** Extract provided **
Advice on a multithreaded netisr patch?

Barney Cordoba barney_cordoba at
Tue Apr 7 05:12:06 PDT 2009

--- On Mon, 4/6/09, Robert Watson <rwatson at> wrote:

> From: Robert Watson <rwatson at>
> Subject: Re: Advice on a multithreaded netisr  patch?
> To: "Ivan Voras" <ivoras at>
> Cc: freebsd-net at
> Date: Monday, April 6, 2009, 7:59 AM
> On Mon, 6 Apr 2009, Ivan Voras wrote:
> >>> I'd like to understand more. If (in
> netisr) I have a mbuf with headers, is this data already
> transfered from the card or is it magically "not here
> yet"?
> >> 
> >> A lot depends on the details of the card and
> driver.  The driver will take cache misses on the descriptor
> ring entry, if it's not already in cache, and the link
> layer will take a cache miss on the front of the ethernet
> frame in the cluster pointed to by the mbuf header as part
> of its demux. What happens next depends on your dispatch
> model and cache line size. Let's make a few simplifying
> assumptions that are mostly true:
> > 
> > So, a mbuf can reference data not yet copied from the
> NIC hardware? I'm specifically trying to undestand what
> m_pullup() does.
> I think we're talking slightly at cross purposes. 
> There are two transfers of interest:
> (1) DMA of the packet data to main memory from the NIC
> (2) Servicing of CPU cache misses to access data in main
> memory
> By the time you receive an interrupt, the DMA is complete,
> so once you believe a packet referenced by the descriptor
> ring is done, you don't have to wait for DMA.  However,
> the packet data is in main memory rather than your CPU
> cache, so you'll need to take a cache miss in order to
> retrieve it.  You don't want to prefetch before you know
> the packet data is there, or you may prefetch stale data
> from the previous packet sent or received from the cluster.

** Aim **
Carry on the mailing-list message about the multithreaded netisr patch from the point at which it stops.

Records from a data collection
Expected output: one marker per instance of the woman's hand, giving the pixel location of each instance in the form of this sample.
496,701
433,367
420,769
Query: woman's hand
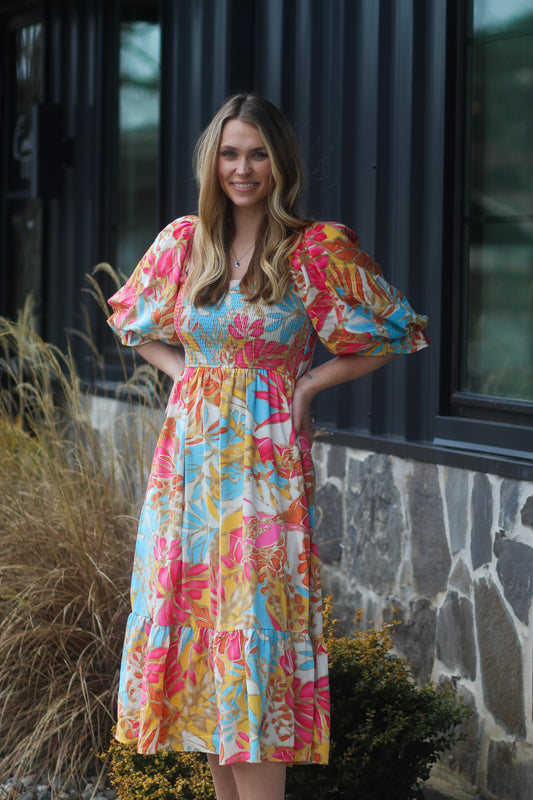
168,358
301,407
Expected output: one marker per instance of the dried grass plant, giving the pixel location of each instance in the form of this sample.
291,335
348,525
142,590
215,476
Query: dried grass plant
67,525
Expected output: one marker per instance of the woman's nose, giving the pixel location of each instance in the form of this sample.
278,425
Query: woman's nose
243,166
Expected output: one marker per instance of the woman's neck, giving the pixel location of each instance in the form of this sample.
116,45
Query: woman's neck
247,223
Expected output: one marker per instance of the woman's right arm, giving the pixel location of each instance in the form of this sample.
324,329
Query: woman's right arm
170,359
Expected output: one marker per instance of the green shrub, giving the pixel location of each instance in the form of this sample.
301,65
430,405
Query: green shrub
164,776
386,733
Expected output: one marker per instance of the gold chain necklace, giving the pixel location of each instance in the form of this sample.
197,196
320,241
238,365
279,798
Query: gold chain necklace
237,262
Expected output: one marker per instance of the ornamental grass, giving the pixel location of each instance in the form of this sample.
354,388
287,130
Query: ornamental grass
69,503
68,513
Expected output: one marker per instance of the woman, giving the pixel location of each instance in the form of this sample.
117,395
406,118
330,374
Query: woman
224,650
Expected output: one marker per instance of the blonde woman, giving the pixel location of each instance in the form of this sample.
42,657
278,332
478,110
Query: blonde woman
224,651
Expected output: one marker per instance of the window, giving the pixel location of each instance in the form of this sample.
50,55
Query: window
138,150
496,359
23,208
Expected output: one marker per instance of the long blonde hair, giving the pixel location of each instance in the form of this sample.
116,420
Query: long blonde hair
268,274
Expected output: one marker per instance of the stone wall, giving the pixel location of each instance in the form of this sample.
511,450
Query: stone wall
452,551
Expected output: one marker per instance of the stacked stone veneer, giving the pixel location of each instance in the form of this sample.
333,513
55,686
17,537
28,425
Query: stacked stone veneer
452,551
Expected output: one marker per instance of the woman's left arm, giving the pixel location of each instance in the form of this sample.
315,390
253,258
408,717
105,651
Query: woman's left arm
337,370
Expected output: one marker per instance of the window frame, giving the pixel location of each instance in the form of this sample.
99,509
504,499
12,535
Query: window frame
464,404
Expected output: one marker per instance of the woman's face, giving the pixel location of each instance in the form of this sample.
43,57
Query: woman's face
244,169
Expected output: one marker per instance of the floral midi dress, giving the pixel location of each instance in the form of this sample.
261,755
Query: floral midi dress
223,650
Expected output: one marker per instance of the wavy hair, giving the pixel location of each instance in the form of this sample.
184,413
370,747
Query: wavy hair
267,277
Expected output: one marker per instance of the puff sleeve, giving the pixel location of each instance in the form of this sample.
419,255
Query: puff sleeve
143,309
351,306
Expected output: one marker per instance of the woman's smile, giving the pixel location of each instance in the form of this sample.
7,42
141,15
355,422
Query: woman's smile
244,169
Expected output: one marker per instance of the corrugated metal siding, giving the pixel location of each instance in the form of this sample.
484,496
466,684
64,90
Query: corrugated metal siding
363,83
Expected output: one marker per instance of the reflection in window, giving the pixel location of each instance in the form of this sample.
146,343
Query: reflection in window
139,103
24,210
498,232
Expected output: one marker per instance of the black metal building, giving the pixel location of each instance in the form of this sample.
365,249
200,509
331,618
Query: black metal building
415,119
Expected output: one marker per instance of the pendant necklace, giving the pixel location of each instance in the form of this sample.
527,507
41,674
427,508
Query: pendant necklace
237,262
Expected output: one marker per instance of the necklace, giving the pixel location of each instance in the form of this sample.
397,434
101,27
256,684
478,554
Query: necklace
237,262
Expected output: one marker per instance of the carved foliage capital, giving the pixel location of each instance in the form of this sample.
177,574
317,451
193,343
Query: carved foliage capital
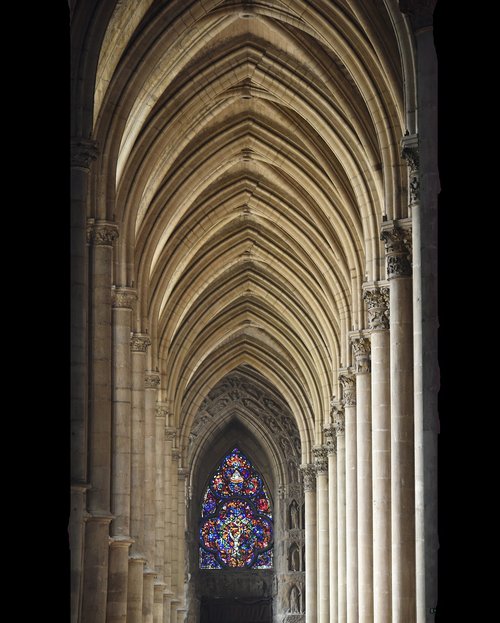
320,454
377,302
123,298
339,419
102,233
139,342
398,249
348,382
83,152
152,380
309,476
361,347
330,439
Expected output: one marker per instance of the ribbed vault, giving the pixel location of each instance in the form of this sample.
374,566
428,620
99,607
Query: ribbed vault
250,151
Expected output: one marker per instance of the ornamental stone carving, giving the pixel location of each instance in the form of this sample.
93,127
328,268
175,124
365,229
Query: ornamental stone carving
361,347
83,152
377,302
330,439
320,454
123,298
339,420
152,380
139,342
397,251
348,382
162,411
102,233
309,476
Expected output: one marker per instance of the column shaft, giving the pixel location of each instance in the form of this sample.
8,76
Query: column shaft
323,580
310,542
341,516
135,589
361,349
351,498
331,444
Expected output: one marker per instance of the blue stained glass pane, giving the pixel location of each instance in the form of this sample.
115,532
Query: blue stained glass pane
236,528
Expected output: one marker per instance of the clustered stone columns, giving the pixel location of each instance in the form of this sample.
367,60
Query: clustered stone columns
83,153
120,541
397,238
100,237
348,382
339,423
361,350
309,476
331,448
377,300
320,454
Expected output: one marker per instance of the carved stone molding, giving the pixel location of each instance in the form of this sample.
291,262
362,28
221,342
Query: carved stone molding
361,348
123,298
330,439
320,454
162,411
348,382
152,380
83,152
377,302
139,342
102,233
397,251
339,419
309,476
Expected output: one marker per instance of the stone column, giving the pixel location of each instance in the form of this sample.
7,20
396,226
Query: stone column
331,447
320,454
159,586
309,475
138,344
348,382
377,300
135,589
339,423
181,538
361,350
101,236
151,384
396,240
123,300
83,153
421,155
167,569
148,596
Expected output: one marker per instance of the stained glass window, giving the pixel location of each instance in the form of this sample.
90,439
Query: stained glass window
236,528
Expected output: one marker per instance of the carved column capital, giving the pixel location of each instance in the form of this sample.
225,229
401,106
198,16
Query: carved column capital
377,303
361,347
330,439
320,454
83,152
348,382
152,380
123,298
339,419
101,233
161,411
398,250
409,151
309,476
139,342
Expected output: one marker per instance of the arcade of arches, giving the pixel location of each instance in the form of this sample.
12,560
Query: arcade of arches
253,238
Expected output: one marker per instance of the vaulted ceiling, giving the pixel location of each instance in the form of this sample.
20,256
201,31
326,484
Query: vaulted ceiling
249,153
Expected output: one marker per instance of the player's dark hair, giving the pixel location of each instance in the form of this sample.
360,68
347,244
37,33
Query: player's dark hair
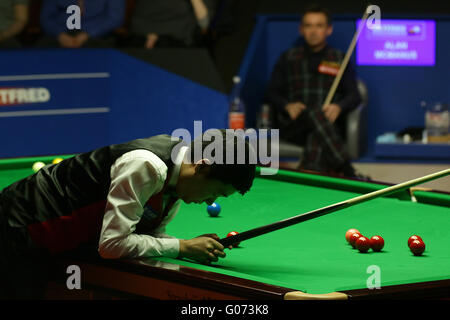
317,8
236,163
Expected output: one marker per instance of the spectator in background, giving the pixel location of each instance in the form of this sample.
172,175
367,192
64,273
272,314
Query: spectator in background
13,18
170,23
298,87
99,18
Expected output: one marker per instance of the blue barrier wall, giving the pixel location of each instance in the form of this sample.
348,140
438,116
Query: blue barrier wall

** Result **
> m_pullup() has to do with mbuf chain memory contiguity
> during packet processing.  The usual usage is something
> along the following lines:
> 	struct whatever *w;
> 	m = m_pullup(m, sizeof(*w));
> 	if (m == NULL)
> 		return;
> 	w = mtod(m, struct whatever *);
> m_pullup() here ensures that the first sizeof(*w) bytes of
> mbuf data are contiguously stored so that the cast of w to
> m's data will point at a complete structure we can use
> to interpret packet data.  In the common case in the receipt
> path, m_pullup() should be a no-op, since almost all drivers
> receive data in a single cluster.
> However, there are cases where it might not happen, such as
> loopback traffic where unusual encapsulation is used,
> leading to a call to M_PREPEND() that inserts a new mbuf on
> the front of the chain, which is later m_defrag()'d
> leading to a higher level header crossing a boundary or the
> like.
> This issue is almost entirely independent from things like
> the cache line miss issue, unless you hit the uncommon case
> of having to do work in m_pullup(), in which case life
> sucks.
> It would be useful to use DTrace to profile a number of the
> workfull m_foo() functions to make sure we're not
> hitting them in normal workloads, btw.
> >>> As the card and the OS can already process
> many packets per second for
> >>> something fairly complex as routing
> >>> (, and TCP
> chokes swi:net at 100% of
> >>> a core, isn't this indication there's
> certainly more space for
> >>> improvement even with a single-queue
> old-fashioned NICs?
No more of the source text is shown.